WORK REQUIRED → Can you format every line of the entries below as a JSON list of strings, one string per line, with blank lines left out?

RECORDS SUPPLIED →
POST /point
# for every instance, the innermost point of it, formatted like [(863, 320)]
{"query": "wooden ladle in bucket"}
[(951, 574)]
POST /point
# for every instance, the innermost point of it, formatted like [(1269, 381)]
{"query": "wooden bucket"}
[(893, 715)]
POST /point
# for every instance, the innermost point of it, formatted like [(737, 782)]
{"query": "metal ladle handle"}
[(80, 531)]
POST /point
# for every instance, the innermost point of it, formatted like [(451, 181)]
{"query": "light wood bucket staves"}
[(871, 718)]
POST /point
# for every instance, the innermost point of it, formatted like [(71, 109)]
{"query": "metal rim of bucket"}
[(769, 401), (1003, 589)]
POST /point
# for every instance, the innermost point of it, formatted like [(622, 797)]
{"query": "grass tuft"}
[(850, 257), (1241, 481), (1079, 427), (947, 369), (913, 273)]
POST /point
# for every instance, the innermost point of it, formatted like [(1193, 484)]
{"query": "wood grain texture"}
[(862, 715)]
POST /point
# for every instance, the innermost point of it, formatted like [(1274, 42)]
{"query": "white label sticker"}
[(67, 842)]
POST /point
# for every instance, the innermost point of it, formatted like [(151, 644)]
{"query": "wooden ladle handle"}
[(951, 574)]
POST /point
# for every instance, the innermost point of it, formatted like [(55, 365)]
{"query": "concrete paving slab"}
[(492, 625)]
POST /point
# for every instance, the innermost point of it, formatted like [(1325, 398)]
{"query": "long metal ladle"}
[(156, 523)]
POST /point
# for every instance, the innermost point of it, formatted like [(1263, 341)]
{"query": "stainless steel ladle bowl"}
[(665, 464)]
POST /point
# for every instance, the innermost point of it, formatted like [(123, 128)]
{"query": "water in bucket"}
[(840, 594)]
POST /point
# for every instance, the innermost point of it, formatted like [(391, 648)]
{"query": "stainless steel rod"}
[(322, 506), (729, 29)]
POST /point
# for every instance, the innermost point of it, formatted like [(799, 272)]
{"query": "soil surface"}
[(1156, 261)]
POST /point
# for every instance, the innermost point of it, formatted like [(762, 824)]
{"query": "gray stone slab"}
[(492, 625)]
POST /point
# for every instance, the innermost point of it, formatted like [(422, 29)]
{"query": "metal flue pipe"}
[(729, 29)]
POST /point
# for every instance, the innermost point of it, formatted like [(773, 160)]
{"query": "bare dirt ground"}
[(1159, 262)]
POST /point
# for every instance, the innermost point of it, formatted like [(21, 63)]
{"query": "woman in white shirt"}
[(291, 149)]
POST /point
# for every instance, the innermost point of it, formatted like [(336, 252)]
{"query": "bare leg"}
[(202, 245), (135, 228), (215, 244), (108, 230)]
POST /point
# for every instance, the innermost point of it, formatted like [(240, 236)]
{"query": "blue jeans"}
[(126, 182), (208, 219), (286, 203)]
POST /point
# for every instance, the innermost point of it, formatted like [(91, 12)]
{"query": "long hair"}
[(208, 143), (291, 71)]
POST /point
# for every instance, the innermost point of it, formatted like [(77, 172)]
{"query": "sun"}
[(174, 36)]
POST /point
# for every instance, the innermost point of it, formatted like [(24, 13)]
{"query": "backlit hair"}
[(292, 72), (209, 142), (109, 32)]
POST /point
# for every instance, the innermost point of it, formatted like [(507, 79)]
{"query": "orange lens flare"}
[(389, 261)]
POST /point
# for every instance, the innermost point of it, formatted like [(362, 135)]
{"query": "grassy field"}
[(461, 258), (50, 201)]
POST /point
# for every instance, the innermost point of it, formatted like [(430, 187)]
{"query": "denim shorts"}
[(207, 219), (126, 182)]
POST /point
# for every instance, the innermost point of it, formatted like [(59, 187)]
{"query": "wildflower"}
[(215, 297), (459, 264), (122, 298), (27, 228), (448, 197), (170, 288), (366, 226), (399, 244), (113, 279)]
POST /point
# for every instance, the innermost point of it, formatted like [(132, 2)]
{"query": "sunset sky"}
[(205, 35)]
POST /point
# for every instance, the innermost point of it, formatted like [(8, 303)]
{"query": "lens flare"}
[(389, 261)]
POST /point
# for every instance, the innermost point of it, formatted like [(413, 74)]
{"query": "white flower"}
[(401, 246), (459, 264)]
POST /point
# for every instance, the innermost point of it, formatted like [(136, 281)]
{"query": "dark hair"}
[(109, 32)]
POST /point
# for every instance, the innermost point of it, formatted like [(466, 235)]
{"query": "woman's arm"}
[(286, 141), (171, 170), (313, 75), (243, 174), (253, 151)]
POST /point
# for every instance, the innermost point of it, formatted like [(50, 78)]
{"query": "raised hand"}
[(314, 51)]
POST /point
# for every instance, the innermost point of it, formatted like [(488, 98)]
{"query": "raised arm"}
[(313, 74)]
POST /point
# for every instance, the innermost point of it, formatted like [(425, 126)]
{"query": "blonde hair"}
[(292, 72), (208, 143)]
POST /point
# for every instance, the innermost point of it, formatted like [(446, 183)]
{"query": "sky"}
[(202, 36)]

ANSWER TO THIS TASK →
[
  "POST /point",
  "# for every instance, the innermost point of it, formatted like [(863, 320)]",
  "{\"query\": \"wooden ladle in bucket\"}",
  "[(951, 574)]",
  "POST /point",
  "# for every instance, the innermost point of it, formatted like [(1269, 381)]",
  "{\"query\": \"wooden bucket\"}",
  "[(893, 715)]",
  "POST /point",
  "# for every instance, the innermost point of it, formatted like [(737, 782)]",
  "{\"query\": \"metal ladle handle\"}",
  "[(80, 531)]",
  "POST /point",
  "# for every instance, the innermost point of it, formatted like [(451, 181)]",
  "{\"query\": \"light wood bucket staves\"}",
  "[(871, 718)]",
  "POST /point",
  "# for every instance, the innermost point of it, formatted like [(71, 109)]",
  "{\"query\": \"metal rim of bucket\"}",
  "[(769, 401), (1003, 589)]",
  "POST /point",
  "# for every instance, the innermost point of it, formatted like [(622, 797)]",
  "{\"query\": \"grass tuft\"}",
  "[(850, 257), (1241, 481), (1079, 427), (947, 369), (913, 273)]",
  "POST /point",
  "# for every instance, the innermost point of it, formatted like [(1193, 484)]",
  "{\"query\": \"wood grain texture\"}",
  "[(862, 715)]",
  "POST /point",
  "# for every instance, the innermost point of it, formatted like [(1274, 42)]",
  "{\"query\": \"white label sticker\"}",
  "[(67, 842)]",
  "POST /point",
  "# for every instance, the innermost point of it, formatted like [(151, 644)]",
  "{\"query\": \"wooden ladle handle\"}",
  "[(951, 574)]",
  "POST /point",
  "# for every instance, the innermost point of it, formatted like [(55, 365)]",
  "{\"query\": \"concrete paving slab\"}",
  "[(492, 625)]",
  "POST /point",
  "# for every instance, the innermost point of it, formatted like [(1325, 398)]",
  "{\"query\": \"long metal ladle\"}",
  "[(156, 523)]",
  "POST /point",
  "# for every instance, the innermost point of it, formatted like [(1263, 341)]",
  "{\"query\": \"stainless steel ladle bowl\"}",
  "[(665, 464)]",
  "POST /point",
  "# for every instance, the innermost point of it, formatted like [(123, 128)]",
  "{\"query\": \"water in bucket\"}",
  "[(840, 594)]",
  "POST /point",
  "# for every instance, the innermost point of it, formatted like [(391, 648)]",
  "{\"query\": \"stainless steel rod\"}",
  "[(322, 506), (729, 29)]",
  "POST /point",
  "# for every instance, the innermost point of it, formatted like [(799, 272)]",
  "{\"query\": \"soil surface\"}",
  "[(1156, 261)]",
  "POST /point",
  "# for every instance, the innermost point of it, formatted like [(762, 824)]",
  "{\"query\": \"gray stone slab\"}",
  "[(492, 625)]",
  "POST /point",
  "# for every instance, the innermost point of it, formatted like [(422, 29)]",
  "{\"query\": \"metal flue pipe\"}",
  "[(729, 29)]",
  "POST /point",
  "# for every instance, the innermost point of it, formatted like [(773, 160)]",
  "{\"query\": \"bare dirt ground\"}",
  "[(1159, 262)]",
  "POST /point",
  "# for every instance, the innermost point of it, formatted like [(21, 63)]",
  "{\"query\": \"woman in white shirt\"}",
  "[(291, 149)]",
  "POST /point",
  "# for every instance, the innermost point of it, formatted like [(336, 252)]",
  "{\"query\": \"bare leg\"}",
  "[(202, 245), (135, 228), (215, 244), (108, 230)]",
  "POST /point",
  "# for every instance, the innermost point of it, formatted like [(240, 236)]",
  "{\"query\": \"blue jeans\"}",
  "[(126, 182), (208, 219), (286, 203)]",
  "POST /point",
  "# for every instance, the innermost point of it, formatted like [(91, 12)]",
  "{\"query\": \"long hair\"}",
  "[(208, 143), (291, 71)]",
  "POST /point",
  "# for every instance, the innermost point of it, formatted like [(77, 172)]",
  "{\"query\": \"sun\"}",
  "[(174, 36)]",
  "POST /point",
  "# for every instance, the innermost point of it, formatted like [(24, 13)]",
  "{\"query\": \"backlit hair\"}",
  "[(292, 72), (209, 142), (109, 32)]",
  "POST /point",
  "# for every instance, the innermost point of it, formatted like [(507, 79)]",
  "{\"query\": \"orange lens flare\"}",
  "[(389, 261)]",
  "POST /point",
  "# for every instance, the innermost point of it, formatted like [(362, 135)]",
  "{\"query\": \"grassy field\"}",
  "[(461, 258), (50, 201)]",
  "POST /point",
  "# for every instance, the innermost point of it, formatted like [(430, 187)]",
  "{\"query\": \"denim shorts\"}",
  "[(207, 219), (126, 182)]",
  "POST /point",
  "# for every instance, the innermost point of it, formatted like [(59, 187)]",
  "{\"query\": \"wildflower\"}",
  "[(215, 297), (459, 264), (122, 298), (27, 228), (448, 197), (170, 288), (366, 226), (399, 244), (113, 279)]",
  "POST /point",
  "# for every instance, the innermost point of it, formatted like [(132, 2)]",
  "{\"query\": \"sunset sky\"}",
  "[(205, 35)]",
  "POST /point",
  "# for every instance, the innermost point of it, formatted like [(8, 303)]",
  "{\"query\": \"lens flare\"}",
  "[(389, 261)]",
  "POST /point",
  "# for every instance, the innermost point of it, formatted like [(413, 74)]",
  "{\"query\": \"white flower\"}",
  "[(401, 246), (459, 264)]",
  "POST /point",
  "# for every instance, the innermost point of it, formatted like [(136, 281)]",
  "{\"query\": \"dark hair\"}",
  "[(109, 32)]",
  "POST /point",
  "# for every instance, the innermost point of it, formatted like [(466, 235)]",
  "{\"query\": \"woman's arm\"}",
  "[(286, 141), (171, 170), (313, 75), (243, 174), (253, 151)]",
  "POST /point",
  "# for every instance, the innermost point of it, formatted like [(50, 78)]",
  "{\"query\": \"raised hand\"}",
  "[(314, 51)]",
  "POST /point",
  "# for every instance, the innermost point of it, formatted like [(488, 98)]",
  "{\"query\": \"raised arm\"}",
  "[(313, 74)]",
  "POST /point",
  "# for every instance, the innermost point of it, formatted like [(425, 126)]",
  "{\"query\": \"blonde hair\"}",
  "[(292, 72), (208, 143)]",
  "POST /point",
  "# for every instance, the innermost point of it, formatted like [(446, 183)]",
  "{\"query\": \"sky\"}",
  "[(202, 36)]"
]